-- begin PASSAGE GIVEN --

Williams grinds through start without slider

Hurdle impressed by right-hander's 5 2/3 innings against Phillies

Williams grinds through start without slider

PITTSBURGH -- Trevor Williams didn't have his slider for much of Friday night. How did he know? "It didn't slide," he said. Without his best swing-and-miss offspeed pitch, Williams set out to make the most of what he had by forcing the Phillies to put the ball in play.

But Williams fell victim to the often random nature of batted balls, allowing three runs over 5 2/3 innings in the Pirates' 7-2 loss to the Phillies at PNC Park. Pittsburgh only mustered three hits on the night, none of them between the first and ninth innings, so Williams was dealt his third loss of the season.

"It's just one of those days you have to go out there and know what you have, not try to do too much," Williams said. "Kind of take a step back and say, 'You know, this is what I have today and I'm going to give the best of what I've got today.'"

Williams didn't record a strikeout in his third start of the season. But he was not hit hard. Three of Philadelphia's four hardest pieces of contact were groundouts, and the other was a sacrifice fly. The Phillies' average exit velocity against Williams was 78 mph, according to Statcast™, below the league-average mark of 86.9 mph.

But Williams clearly didn't have his slider. He threw only 11, and five were put in play. He had to lean on his four-seam fastball, sinker and changeup, looking for early contact and groundouts.

For two innings, the plan worked perfectly. Williams retired Philadelphia's first six hitters in order, and three of them tapped out to the mound. He allowed a run in the third inning on a leadoff double and a ground-ball single up the middle.

-- end PASSAGE GIVEN --

#### ACTIONS TO TAKE:
1. Answer these questions using the article on Trevor Williams's start against the Phillies:
(a) What was the final score of the game?
(b) How many sliders did Williams throw?
(c) What was the Phillies' average exit velocity against Williams?
2. Revise everything from "For two innings, the" down to "up the middle." in the article on Trevor Williams's start, putting "smoothly" in place of "perfectly".
3. Proceed with the article on Trevor Williams's start against the Phillies, picking up after its final sentence.

-- begin ENTRIES SUPPLIED --

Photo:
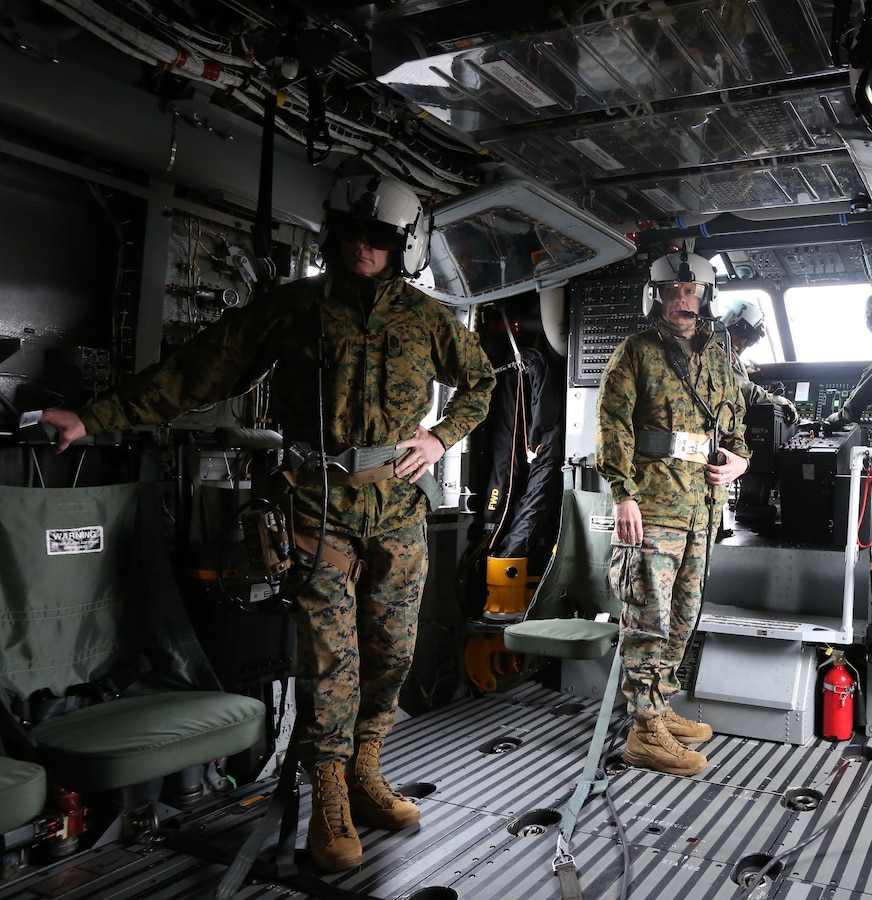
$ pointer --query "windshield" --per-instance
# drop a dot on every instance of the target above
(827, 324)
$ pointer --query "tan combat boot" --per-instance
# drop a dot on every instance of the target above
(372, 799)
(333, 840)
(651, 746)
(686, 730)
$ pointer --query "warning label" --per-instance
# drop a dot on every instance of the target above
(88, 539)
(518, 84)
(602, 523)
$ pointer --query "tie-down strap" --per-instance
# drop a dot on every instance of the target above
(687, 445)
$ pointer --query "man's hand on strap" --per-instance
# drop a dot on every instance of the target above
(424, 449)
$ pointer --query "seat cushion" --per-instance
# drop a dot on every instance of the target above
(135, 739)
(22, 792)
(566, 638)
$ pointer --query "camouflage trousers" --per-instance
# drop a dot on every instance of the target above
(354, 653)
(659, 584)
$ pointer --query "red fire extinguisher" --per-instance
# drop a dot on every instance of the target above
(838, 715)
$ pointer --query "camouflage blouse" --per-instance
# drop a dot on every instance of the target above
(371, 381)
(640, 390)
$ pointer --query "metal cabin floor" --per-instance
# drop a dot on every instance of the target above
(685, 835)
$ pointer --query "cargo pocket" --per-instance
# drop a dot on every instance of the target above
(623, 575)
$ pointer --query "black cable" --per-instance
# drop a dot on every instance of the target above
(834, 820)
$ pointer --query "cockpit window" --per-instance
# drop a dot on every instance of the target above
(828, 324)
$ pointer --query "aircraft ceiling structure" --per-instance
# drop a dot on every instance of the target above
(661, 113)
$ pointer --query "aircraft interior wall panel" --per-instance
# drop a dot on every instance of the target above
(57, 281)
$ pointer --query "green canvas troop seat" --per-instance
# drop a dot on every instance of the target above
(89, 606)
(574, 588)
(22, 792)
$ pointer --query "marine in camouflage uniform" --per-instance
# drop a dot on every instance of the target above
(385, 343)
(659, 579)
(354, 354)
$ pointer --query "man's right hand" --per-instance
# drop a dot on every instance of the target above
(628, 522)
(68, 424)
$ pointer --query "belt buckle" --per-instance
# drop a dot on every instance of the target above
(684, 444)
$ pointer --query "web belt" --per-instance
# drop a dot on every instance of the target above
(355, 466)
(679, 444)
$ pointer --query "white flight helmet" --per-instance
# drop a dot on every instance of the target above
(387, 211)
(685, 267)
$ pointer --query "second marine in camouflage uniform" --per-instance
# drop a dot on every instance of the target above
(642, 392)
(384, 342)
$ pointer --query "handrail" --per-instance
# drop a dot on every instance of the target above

-- end ENTRIES SUPPLIED --

#### RESULTS FOR EACH TASK:
1.
(a) The Pirates lost to the Phillies 7-2.
(b) He threw 11 sliders.
(c) It was 78 mph.

2.
For two innings, the plan worked smoothly. Williams retired Philadelphia's first six hitters in order, and three of them tapped out to the mound. He allowed a run in the third inning on a leadoff double and a ground-ball single up the middle.

3.
"We could have escaped with no runs, but unfortunately it's a seeing-eye baseball," Williams said. "That's kind of how today went."

He rebounded with a nine-pitch fourth and a perfect fifth, but tough luck followed him into the sixth inning. Cesar Hernandez battled his way to an eight-pitch, leadoff walk. Then came Daniel Nava's jam-shot to left, a critical double with a 10-percent hit probability, according to Statcast™. That put runners on second and third, and a pair of run-scoring outs gave the Phillies a one-run lead.

Nava's strange-looking double

"It's tough. I still have to go out and make big pitches in that situation," Williams said. "Didn't necessarily do my job keeping them off home, but we limited the damage as much as we could."

The next at-bat would be Williams' final one of the night. He went back and forth with Odubel Herrera for 11 pitches, and Herrera swatted the last one -- a slider below the strike zone -- into center for a single.

"That last AB really beat me down. It was a lot of big pitches that I was trying to make," Williams said. "It's tough to not win that battle."

Pirates manager Clint Hurdle removed Williams from the game after 93 pitches, the highest total of his young Major League career. The Pirates' sixth starter out of Spring Training, Williams is still getting comfortable in the rotation and proving to be a more than capable replacement in the spot vacated by Jameson Taillon.

Williams held the D-backs to one run over five innings and retired the final 12 hitters he faced in his last start, and Hurdle considered Friday to be another step in the right direction.

"He has made progression," Hurdle said. "If he gets another out, it's a quality start. To me, there was quality to the start regardless."

Adam Berry has covered the Pirates for MLB.com since 2015. Follow him on Twitter and Facebook, read his blog and listen to his podcast. This story was not subject to the approval of Major League Baseball or its clubs.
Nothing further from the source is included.